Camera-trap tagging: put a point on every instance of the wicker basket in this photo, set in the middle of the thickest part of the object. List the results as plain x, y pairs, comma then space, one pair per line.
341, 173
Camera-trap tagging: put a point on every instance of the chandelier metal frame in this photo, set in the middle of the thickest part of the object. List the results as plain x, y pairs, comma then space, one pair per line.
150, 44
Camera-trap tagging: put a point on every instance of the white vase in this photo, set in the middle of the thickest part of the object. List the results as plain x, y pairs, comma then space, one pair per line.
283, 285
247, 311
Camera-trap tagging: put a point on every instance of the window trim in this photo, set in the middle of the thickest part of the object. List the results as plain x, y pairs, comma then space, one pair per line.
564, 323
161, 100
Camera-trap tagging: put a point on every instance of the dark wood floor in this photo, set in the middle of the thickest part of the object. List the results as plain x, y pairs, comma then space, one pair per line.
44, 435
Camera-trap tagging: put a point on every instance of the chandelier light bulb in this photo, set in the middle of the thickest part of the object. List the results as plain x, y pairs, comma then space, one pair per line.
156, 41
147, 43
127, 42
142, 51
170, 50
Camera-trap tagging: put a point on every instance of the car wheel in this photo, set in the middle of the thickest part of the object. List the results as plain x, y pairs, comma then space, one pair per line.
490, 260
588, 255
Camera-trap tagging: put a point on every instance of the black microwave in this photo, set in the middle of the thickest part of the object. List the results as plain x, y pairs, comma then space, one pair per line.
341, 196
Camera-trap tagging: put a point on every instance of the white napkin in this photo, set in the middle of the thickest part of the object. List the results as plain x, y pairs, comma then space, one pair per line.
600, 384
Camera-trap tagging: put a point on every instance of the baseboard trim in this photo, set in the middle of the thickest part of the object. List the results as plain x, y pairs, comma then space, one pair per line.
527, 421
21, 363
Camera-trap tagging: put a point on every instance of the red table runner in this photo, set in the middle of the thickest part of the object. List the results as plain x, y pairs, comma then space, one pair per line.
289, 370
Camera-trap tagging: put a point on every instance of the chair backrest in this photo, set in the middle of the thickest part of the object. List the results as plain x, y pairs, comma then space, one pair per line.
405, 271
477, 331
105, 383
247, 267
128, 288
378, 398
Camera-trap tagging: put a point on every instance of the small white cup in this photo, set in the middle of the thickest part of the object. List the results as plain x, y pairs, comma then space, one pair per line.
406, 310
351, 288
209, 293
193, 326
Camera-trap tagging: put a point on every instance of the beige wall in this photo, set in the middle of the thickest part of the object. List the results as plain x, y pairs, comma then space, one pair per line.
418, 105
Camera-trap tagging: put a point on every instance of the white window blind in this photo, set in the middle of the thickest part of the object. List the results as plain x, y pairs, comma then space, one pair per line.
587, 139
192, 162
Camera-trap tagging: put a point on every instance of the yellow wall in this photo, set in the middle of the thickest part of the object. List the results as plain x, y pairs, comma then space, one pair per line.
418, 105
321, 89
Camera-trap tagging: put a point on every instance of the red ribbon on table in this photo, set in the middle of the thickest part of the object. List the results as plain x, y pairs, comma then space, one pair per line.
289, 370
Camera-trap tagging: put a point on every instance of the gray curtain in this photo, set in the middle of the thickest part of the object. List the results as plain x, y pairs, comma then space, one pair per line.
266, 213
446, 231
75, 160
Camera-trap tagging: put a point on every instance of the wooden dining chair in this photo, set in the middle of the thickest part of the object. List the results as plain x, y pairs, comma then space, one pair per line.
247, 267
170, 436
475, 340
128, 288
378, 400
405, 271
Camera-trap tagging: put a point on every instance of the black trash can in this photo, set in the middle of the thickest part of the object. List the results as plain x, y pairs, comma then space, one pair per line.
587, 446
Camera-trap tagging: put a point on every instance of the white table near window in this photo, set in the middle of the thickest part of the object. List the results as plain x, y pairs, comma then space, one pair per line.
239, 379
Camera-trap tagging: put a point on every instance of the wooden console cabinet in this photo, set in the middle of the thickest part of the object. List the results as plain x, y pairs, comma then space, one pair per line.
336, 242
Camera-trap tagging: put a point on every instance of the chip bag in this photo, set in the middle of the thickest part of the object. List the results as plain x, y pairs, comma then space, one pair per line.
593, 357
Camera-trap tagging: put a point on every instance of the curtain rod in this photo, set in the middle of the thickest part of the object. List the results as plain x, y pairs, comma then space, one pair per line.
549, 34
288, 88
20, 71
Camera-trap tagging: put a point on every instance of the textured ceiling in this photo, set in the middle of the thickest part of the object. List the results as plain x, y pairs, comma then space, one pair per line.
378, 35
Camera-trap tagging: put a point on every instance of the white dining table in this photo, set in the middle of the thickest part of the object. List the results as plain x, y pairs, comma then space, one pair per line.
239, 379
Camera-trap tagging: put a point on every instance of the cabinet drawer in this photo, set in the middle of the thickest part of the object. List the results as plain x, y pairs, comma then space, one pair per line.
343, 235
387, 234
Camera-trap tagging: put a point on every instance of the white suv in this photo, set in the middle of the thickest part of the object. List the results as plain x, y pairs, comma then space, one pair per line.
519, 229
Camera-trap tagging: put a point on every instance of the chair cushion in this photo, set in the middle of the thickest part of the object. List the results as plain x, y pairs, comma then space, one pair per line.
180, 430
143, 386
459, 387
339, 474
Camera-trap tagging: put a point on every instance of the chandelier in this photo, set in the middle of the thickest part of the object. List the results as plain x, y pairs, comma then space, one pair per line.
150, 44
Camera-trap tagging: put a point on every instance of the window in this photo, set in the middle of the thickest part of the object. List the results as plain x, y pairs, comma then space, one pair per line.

▶ _Exercise task_:
Retype all of the material above with every character intact.

▶ _Response to the task_:
Camera-trap tagging: put a point on every instance of the wicker basket in this photo, set in the middle of the thickest part of the object. List the results as plain x, y pairs, comma then space, one pair per line.
341, 173
Camera-trap tagging: put a point on every instance of the chandelier metal frame in this photo, set in the middle of the thickest part of the object. List the results as plain x, y pairs, comma then space, one pair per line.
150, 44
Camera-trap tagging: put a point on every instance of the white vase in this photo, set in the middle of the thickest part of the object. List the results as plain x, y pairs, comma then space, one pair per line.
283, 285
247, 311
Camera-trap tagging: put a point on every instance of the window trim in this photo, set in the middle of the thickest part of the object. List the results as plain x, y pairs, comma then space, one pair per line.
564, 323
161, 100
Camera-trap tagging: put a point on every instance of the dark wood floor in this photo, set in the middle of the thickest part of the object. List the results as plain x, y pairs, comma then space, one pair per line.
44, 435
Camera-trap tagging: put a point on every instance of the chandelier light bulb in this photo, set in the middle of the thickest part of the object. List the results as plain x, y pairs, comma then space, one pair per line.
156, 41
147, 43
127, 42
142, 51
170, 50
Camera-trap tagging: put a point on every instance of the car wheel in this photo, set in the middle of the thickest part of the object. List the results as plain x, y pairs, comma then space, one pair per line.
490, 260
588, 255
Camera-trap tagging: put a point on every instance of the black microwave in this photo, set in the middle of the thickest part of the object. List the results as plain x, y pairs, comma then space, one pair per line.
341, 196
Camera-trap tagging: put a point on every instance of the white napkin in this photo, set in the middle of the thickest part of the object. List the results as plain x, y pairs, comma then space, one pair per line.
600, 384
Camera-trap tagging: put a point on every instance of the baseboard trim in this photo, set in the middle of the thickest part of the object. List the results as plain x, y pairs, comma then space, one pair per line.
527, 421
21, 363
Camera-trap tagging: put a point on every instance of the red table runner in this photo, set in the middle of the thickest part of the object. List the results as plain x, y pairs, comma then space, one pair per line.
289, 370
Camera-trap tagging: put a point on every instance of the chair backrest in this photo, set in the middle of the thickest part of the object. List the results as plain x, y pairs, comma then space, one pair per line.
405, 271
477, 331
105, 383
247, 267
128, 288
378, 398
Camera-trap tagging: put a point on every instance of the small white cup in this photo, set in the middle of the thickest part of the object. List the results as plain x, y pairs, comma then space, one pair per line.
406, 310
351, 288
209, 293
193, 326
Camera-trap tagging: put a point on every instance of the beige wall in this photo, set in the middle of the thickest part of the object. List the results as plain x, y pairs, comma then space, one pair per line.
418, 105
Camera-trap tagging: put a point on every instance of the white window blind in this photo, set in the middle of the thickest part of the object. List the results as plain x, y pairs, comma then space, one pair per line.
587, 139
192, 162
Camera-trap tagging: put a point on every instance of the yellow wall in this photo, set in the middle of the thickest part of the object. List the results as plain x, y pairs, comma then space, one pair per line.
418, 105
321, 89
Camera-trap tagging: put a point on every instance of the red ribbon on table in this photo, set in the middle of the thickest part of the object. List the results as plain x, y pairs, comma then space, one pair per line.
289, 370
Camera-trap tagging: put a point on every instance of the gray curtain in this photo, set in the middle of the thickest part of the object. List the results as plain x, y pairs, comma then space, one pair per line.
266, 213
446, 231
75, 160
Camera-trap tagging: put a point on every instance of the wooden dining chair in this photo, set in the middle of the thickest part of the object. List the results as plain x, y pairs, comma then space, one pair per line.
247, 267
170, 436
475, 340
128, 288
378, 400
405, 271
Camera-trap tagging: put a point on every instance of the black trash can in this photo, set in the middle of the thickest part of the object. List the results as plain x, y pairs, comma then space, one pair per line.
587, 446
Camera-trap tagging: put a point on every instance of the white table near window in this photo, set in the middle of the thickest part of the object. List the results as plain x, y pairs, comma then space, one pair per line.
239, 379
Camera-trap tagging: put a point on every instance of the wooden console cabinet in this photo, set in the middle of the thickest part of the object. List the results as plain x, y pairs, comma then space, one pair per line.
336, 242
Camera-trap tagging: put a point on every instance of the chip bag in this photo, set in the middle of the thickest part of the object. List the results as plain x, y pairs, comma then space, one pair per line.
593, 357
Camera-trap tagging: put a point on every instance of the curtain rod in this photo, set in the middle of the thickest part of the object. List the results as plain x, y pairs, comma then space, one pair per line.
549, 34
288, 88
20, 71
Camera-trap tagging: put a point on every instance of the textured ceiling in this photo, set in the middle of the thickest part of the object. List the results as plain x, y pairs, comma then space, one pair per line.
378, 35
Camera-trap tagging: put a point on every instance of the white dining table in this photo, set in the middle of the thickest part of the object. List the results as plain x, y pairs, comma then space, one pair per line.
239, 379
Camera-trap tagging: put a point on every instance of the cabinet drawer in this photo, set in the middle of the thickest part of the object. List the results as plain x, y pairs, comma then space, one pair per line.
343, 235
387, 234
Camera-trap tagging: put a point on every instance of the white suv in this photo, set in the middle of the thickest part of the object. List the results as plain x, y pairs, comma then space, one pair per line.
519, 229
Camera-trap tagging: put a point on every instance of the chair cushion in this photo, set in the middle of the thickest part of the object. List the results as plain x, y pairs, comma then space, one pair per line.
180, 430
143, 386
459, 387
339, 474
Camera-trap tagging: put a point on every instance of the chandelier in this photo, set in the middle of the thickest part of the object. List the results as plain x, y pairs, comma then space, one pair per line.
150, 44
Camera-trap tagging: put a point on every instance of the window in this photo, set in the middle of the thickest part of the object. List the results as plain x, y pairs, comma then space, one pair per line.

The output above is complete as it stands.